What is being asked: Begin at the line that contains "Task: indicate the backpack pocket" and repeat every line from there to the end of the records below, inclusive, without adding any other line.

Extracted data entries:
◇ ◇ ◇ ◇ ◇ ◇ ◇
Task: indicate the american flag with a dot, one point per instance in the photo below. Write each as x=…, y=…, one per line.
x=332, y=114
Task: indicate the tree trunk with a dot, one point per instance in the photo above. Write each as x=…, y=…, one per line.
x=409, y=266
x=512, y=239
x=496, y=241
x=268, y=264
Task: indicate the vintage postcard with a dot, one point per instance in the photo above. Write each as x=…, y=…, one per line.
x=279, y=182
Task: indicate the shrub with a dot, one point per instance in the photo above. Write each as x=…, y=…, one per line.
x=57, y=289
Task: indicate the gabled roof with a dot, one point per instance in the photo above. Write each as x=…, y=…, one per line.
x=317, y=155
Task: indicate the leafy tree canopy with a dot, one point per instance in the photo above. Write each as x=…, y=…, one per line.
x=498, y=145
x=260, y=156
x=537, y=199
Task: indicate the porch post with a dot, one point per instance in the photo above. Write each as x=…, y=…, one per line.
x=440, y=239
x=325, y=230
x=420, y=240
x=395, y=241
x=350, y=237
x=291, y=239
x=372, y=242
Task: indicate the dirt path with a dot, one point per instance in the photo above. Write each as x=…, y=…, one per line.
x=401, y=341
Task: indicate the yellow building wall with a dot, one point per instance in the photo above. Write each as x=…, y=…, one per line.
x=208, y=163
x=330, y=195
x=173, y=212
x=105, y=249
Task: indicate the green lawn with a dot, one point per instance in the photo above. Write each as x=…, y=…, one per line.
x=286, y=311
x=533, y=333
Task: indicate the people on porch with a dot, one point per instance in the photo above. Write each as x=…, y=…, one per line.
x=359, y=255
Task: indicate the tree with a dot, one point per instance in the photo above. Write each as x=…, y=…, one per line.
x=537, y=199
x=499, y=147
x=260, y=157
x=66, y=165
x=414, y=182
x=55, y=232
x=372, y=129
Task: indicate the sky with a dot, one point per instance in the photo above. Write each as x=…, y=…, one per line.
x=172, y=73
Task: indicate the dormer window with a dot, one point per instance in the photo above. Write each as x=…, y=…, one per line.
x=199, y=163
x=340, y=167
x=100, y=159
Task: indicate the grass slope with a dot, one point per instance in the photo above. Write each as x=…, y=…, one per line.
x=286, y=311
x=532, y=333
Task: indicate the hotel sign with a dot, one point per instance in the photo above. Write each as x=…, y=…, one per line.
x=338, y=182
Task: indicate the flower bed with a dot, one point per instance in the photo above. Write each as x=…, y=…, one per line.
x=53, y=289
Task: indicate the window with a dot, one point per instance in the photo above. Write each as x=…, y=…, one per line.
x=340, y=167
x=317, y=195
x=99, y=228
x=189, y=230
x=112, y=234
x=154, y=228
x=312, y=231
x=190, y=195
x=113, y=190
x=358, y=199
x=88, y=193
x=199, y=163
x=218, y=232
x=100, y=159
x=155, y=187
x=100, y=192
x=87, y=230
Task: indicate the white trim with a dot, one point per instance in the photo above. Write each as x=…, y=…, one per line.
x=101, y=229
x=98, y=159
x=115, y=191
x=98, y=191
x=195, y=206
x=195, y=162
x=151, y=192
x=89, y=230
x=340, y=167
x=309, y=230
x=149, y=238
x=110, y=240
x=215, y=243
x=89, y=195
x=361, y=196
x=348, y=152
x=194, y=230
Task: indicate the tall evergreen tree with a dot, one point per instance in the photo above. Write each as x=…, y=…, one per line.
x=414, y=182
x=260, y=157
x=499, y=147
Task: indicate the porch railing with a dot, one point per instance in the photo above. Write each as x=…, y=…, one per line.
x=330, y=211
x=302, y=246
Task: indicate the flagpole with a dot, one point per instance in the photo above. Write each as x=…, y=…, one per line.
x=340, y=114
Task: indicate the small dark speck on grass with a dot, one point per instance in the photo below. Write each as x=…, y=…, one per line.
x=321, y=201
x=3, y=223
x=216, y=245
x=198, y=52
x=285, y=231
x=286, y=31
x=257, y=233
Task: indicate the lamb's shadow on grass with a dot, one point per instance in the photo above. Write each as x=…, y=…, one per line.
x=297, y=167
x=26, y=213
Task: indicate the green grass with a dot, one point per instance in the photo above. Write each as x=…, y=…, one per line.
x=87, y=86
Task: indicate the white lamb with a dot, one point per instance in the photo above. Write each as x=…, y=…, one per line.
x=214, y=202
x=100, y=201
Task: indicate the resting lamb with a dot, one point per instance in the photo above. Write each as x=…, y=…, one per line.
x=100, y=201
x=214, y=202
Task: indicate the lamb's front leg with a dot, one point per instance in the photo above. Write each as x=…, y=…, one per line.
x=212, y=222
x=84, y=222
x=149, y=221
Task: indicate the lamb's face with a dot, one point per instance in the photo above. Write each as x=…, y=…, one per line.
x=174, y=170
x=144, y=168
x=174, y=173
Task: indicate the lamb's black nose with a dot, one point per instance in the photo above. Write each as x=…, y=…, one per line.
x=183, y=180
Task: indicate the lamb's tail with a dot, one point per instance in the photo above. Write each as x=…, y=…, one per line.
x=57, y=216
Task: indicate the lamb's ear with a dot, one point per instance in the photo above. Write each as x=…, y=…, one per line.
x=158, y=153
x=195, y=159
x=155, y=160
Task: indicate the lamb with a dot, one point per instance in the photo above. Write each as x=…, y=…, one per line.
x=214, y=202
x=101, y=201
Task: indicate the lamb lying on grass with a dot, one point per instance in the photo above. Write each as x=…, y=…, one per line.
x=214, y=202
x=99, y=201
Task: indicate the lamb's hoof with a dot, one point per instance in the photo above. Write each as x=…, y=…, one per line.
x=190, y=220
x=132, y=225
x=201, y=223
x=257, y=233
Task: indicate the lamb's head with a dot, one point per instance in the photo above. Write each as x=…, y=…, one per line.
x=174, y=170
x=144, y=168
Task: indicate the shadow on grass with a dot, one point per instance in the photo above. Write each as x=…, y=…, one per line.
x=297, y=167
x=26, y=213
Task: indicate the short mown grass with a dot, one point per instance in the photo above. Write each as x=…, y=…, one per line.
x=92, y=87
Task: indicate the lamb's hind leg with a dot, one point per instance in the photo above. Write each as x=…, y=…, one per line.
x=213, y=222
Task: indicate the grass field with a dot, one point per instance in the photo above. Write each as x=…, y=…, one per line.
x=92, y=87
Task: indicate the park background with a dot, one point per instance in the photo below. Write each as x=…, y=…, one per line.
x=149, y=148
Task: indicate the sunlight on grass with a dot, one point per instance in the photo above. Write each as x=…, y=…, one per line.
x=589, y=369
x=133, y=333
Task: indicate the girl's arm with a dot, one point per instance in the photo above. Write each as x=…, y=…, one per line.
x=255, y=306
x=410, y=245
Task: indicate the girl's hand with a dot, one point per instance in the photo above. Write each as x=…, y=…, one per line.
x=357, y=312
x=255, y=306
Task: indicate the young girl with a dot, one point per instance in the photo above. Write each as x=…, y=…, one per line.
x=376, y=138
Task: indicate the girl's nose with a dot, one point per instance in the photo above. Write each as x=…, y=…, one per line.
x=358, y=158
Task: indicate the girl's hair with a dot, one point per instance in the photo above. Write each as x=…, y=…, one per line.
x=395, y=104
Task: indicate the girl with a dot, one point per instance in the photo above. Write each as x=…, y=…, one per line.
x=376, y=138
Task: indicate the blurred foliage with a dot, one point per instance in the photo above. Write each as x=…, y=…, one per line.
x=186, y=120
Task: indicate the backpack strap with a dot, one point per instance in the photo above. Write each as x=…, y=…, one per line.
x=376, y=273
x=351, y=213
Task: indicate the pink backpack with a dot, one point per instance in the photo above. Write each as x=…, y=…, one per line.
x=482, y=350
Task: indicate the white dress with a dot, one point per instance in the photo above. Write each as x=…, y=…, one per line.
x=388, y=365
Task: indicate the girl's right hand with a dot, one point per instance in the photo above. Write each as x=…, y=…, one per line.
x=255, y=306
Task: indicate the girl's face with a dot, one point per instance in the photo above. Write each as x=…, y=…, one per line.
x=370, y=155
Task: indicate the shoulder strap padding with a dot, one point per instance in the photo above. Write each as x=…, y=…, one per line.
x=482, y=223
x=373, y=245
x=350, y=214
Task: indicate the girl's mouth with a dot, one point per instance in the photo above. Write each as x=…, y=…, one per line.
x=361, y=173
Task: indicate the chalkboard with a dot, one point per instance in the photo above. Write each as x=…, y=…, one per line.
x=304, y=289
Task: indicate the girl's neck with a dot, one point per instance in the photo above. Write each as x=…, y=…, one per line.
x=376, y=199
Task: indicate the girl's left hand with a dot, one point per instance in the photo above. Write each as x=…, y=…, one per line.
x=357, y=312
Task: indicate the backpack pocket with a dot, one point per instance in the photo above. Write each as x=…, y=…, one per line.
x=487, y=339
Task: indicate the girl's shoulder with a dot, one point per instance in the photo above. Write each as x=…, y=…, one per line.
◇ ◇ ◇ ◇ ◇ ◇ ◇
Your solution:
Task: indicate the backpack pocket with a dot, one point per instance in the photo above. Write each as x=…, y=…, one per line.
x=487, y=339
Task: indicate the girl's shoulder with a dot, one point per instance in the photo above. Write each as x=…, y=…, one per line.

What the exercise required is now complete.